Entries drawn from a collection
──────────────────────────────
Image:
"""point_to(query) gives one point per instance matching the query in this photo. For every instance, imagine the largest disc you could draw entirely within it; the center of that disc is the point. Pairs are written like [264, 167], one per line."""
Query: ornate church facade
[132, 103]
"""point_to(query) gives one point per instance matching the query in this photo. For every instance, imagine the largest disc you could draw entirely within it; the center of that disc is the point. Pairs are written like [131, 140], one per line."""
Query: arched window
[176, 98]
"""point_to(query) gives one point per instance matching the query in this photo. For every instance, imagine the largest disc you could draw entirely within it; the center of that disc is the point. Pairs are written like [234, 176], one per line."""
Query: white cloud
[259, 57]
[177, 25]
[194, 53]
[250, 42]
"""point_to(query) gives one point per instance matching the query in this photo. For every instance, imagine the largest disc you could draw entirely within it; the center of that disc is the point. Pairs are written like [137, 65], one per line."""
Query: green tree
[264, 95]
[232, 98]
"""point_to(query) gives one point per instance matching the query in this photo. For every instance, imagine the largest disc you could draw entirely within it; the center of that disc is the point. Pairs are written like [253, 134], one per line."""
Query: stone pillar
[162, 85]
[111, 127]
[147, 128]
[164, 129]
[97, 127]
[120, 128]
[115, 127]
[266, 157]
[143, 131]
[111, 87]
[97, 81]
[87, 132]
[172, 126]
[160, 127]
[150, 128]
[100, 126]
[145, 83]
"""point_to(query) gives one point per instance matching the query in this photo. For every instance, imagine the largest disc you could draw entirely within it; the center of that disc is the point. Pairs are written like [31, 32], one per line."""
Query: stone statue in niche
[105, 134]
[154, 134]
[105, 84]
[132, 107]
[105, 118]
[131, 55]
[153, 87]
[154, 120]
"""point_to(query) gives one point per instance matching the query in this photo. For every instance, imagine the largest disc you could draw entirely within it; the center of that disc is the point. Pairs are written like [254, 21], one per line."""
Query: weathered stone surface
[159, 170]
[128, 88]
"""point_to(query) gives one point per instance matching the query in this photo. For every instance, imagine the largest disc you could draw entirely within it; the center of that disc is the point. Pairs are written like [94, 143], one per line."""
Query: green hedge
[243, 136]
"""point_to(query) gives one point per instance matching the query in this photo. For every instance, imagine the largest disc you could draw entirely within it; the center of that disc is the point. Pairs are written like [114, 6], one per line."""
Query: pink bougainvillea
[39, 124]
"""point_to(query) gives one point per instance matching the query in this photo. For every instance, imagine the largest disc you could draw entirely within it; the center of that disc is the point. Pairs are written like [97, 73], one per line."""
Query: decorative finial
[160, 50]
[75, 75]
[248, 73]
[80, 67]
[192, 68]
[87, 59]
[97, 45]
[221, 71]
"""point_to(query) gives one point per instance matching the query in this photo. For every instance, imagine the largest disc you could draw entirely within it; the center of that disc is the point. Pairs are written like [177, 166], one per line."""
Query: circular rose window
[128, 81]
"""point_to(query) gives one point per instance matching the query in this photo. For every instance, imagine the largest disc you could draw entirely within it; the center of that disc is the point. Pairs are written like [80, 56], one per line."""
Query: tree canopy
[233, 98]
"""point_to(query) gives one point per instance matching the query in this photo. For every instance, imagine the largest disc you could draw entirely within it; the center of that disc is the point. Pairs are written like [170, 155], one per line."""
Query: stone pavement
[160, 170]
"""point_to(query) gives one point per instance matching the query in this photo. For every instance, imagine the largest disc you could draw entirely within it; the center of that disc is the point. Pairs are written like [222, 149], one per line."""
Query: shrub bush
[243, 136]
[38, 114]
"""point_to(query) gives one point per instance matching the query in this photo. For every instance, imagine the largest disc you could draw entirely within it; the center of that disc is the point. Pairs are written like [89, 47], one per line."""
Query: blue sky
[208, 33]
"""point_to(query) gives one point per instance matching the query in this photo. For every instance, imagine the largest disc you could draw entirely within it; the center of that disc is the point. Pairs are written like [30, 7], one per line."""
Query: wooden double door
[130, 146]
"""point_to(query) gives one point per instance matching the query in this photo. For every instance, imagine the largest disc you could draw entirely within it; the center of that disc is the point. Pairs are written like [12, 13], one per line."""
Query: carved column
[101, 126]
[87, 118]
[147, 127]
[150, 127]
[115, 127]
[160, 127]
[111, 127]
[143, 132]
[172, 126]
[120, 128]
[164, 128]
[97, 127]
──────────────────────────────
## EXERCISE INSTRUCTIONS:
Rewrite all of the records above, switching each occurrence of "disc" to "circle" and leaving everything else unchanged.

## REPLY TO THE EXERCISE:
Image:
"""point_to(query) gives one point per instance matching the query in this photo. For every instance, imagine the largest circle you could draw entirely within it; the center of that circle is the point. Pairs are written like [264, 167], one per line."""
Query: ornate church facade
[132, 103]
"""point_to(query) gives one point per instance matching the query in this photo. For every instance, imagine the largest circle you could draw entirely within it; the center of that circle is the point. Pairs are written like [131, 140], one per line."""
Query: arched window
[176, 98]
"""point_to(query) gives one point per instance matching the query in this photo. For every instance, imagine the largest circle you could draw entirely within it; the center of that circle is the point. Pairs are written like [234, 176], one per line."""
Query: white cloud
[259, 57]
[177, 25]
[194, 53]
[250, 42]
"""point_to(query) gives one point per instance matching the query in this photo. For every instance, imagine the largest circle you could draw entirely within it; the center of that circle is the point. Pairs are written like [137, 65], one per line."""
Query: green tree
[264, 95]
[232, 98]
"""point_to(query) gives one point per instance matching the query in this photo. For every instance, imagine the largest circle you could draw entirely within it; the center of that circle is the point. Pairs are written like [253, 134], one per line."""
Query: stone pillar
[162, 85]
[111, 127]
[147, 128]
[164, 129]
[97, 127]
[120, 128]
[115, 127]
[266, 157]
[143, 131]
[111, 87]
[97, 81]
[87, 132]
[172, 126]
[160, 127]
[150, 128]
[100, 126]
[145, 83]
"""point_to(query) gives one point per instance matching the query in this photo. For every instance, imagine the largest circle you could draw entirely within it; the center of that circle is the point. Pairs are written like [31, 32], one per line."""
Query: stone statue in niche
[105, 134]
[154, 134]
[105, 84]
[132, 107]
[105, 118]
[131, 55]
[153, 87]
[154, 120]
"""point_to(query) gives one point per instance matching the query in this photo. For every instance, imagine the largest circle you could draw entirely within it; the center of that circle is the point. Pairs are written like [254, 21], one per line."""
Query: weathered stone surface
[159, 170]
[128, 88]
"""point_to(query) gives one point per instance matching the query in this photo. For every instance, imagine the largest circle you could draw entirely within it; the center of that circle is the point. Pairs are written like [94, 143], one per line."""
Query: green hedge
[243, 136]
"""point_to(query) gives one point per instance matching the query in this photo. For every instance, imagine the largest circle you could draw entirely within it; the center of that circle is the point. Pairs are written like [114, 6], one per line."""
Query: pink bougainvillea
[39, 124]
"""point_to(query) gives one point per instance matching the query in this photo. For every instance, imagine the largest circle you could draw entirely within it; the center of that circle is the point. Pairs are written like [97, 73], one per line."""
Query: decorative finial
[160, 50]
[75, 75]
[248, 73]
[80, 67]
[192, 68]
[87, 59]
[97, 45]
[221, 71]
"""point_to(query) gives one point per instance matching the query in this photo. For every instance, imagine the largest circle you could draw entirely within it; the center of that circle is the point. Pairs are written like [177, 166], one per line."""
Query: circular rose window
[128, 81]
"""point_to(query) gives one point per instance matching the query in this photo. For every instance, imagine the largest circle you could draw entirely within it; the center of that circle is the point. Pairs are written like [80, 56], one per line."""
Query: tree canopy
[233, 98]
"""point_to(query) gives one point per instance matching the query in this photo. For every instance, imagine the largest circle you could draw entirely within it; the center of that circle is the point. Pairs are written like [170, 155], one per line."""
Query: stone pavement
[160, 170]
"""point_to(query) gives one point per instance matching the query in this photo. For every instance, imagine the largest circle you could draw entirely within it; the center of that circle is the point. Pairs are written like [222, 149], one per line."""
Query: shrub bush
[243, 136]
[38, 114]
"""point_to(query) gives one point per instance matching the query in this photo. For every instance, imagine the largest circle you could draw entirely within it; the center of that circle is the point. Pairs are written like [89, 47], one per line."""
Query: blue sky
[208, 33]
"""point_to(query) gives one point per instance matching the query in this photo. For every instance, imagine the largest circle you could draw entirely within it; the center of that circle is the point. Pairs are written like [30, 7], one per line."""
Query: wooden double door
[130, 146]
"""point_to(query) gives one point per instance matching the query in this photo. For every instance, imagine the largest circle you could draw entirely within it; the center of that circle is the point. Pairs are written like [12, 13], one per line."""
Query: carved column
[101, 126]
[87, 118]
[147, 127]
[150, 127]
[115, 127]
[160, 127]
[111, 127]
[143, 132]
[172, 126]
[120, 128]
[164, 128]
[97, 127]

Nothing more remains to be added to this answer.